• TASK DIRECTIONS:
Please quote, word for word, the stretch of data below from the line containing "# test: identify the yellow" through the line containing "x=321 y=174", including both of those lines.

• MATERIAL FOR THIS TASK:
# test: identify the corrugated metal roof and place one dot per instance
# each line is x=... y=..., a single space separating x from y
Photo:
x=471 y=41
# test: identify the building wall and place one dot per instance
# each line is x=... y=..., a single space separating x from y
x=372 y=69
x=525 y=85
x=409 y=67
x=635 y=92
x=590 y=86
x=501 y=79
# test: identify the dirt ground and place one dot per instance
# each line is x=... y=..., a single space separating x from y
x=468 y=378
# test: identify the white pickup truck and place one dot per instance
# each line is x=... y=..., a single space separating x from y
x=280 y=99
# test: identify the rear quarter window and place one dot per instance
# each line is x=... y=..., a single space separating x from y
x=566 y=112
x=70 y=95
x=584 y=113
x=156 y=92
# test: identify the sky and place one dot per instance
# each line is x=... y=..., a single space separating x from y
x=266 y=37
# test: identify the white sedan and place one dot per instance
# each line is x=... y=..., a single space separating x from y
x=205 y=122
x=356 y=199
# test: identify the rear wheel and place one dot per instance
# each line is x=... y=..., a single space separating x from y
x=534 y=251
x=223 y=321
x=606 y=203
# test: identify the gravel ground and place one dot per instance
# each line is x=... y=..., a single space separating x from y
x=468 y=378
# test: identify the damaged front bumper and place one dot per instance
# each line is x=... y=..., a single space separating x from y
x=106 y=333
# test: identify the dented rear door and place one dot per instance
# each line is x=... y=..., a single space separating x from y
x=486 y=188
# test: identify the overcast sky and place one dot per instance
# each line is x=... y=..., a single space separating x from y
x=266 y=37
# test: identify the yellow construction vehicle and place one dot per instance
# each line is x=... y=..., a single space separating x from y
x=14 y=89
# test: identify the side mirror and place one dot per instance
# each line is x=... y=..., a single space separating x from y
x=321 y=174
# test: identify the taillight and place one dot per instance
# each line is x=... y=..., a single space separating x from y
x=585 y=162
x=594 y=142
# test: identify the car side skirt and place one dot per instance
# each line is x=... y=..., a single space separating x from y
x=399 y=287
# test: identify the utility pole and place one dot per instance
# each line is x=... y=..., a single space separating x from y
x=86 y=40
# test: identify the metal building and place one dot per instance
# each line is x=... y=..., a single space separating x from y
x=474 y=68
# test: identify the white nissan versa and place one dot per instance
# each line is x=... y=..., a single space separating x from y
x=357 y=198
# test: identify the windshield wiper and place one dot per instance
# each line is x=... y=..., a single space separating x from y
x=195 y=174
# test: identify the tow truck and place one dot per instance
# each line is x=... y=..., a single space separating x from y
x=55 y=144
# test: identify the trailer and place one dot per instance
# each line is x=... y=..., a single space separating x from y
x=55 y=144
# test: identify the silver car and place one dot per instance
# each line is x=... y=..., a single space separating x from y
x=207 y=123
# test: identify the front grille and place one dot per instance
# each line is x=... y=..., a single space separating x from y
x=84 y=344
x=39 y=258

• ANSWER TO THIS EXERCISE:
# test: identify the yellow construction vehicle and place one dot per instance
# each line is x=... y=..., a single space separating x from y
x=14 y=89
# test: identify the side mirror and place one dot per instance
# each line is x=... y=..., a single space separating x from y
x=321 y=174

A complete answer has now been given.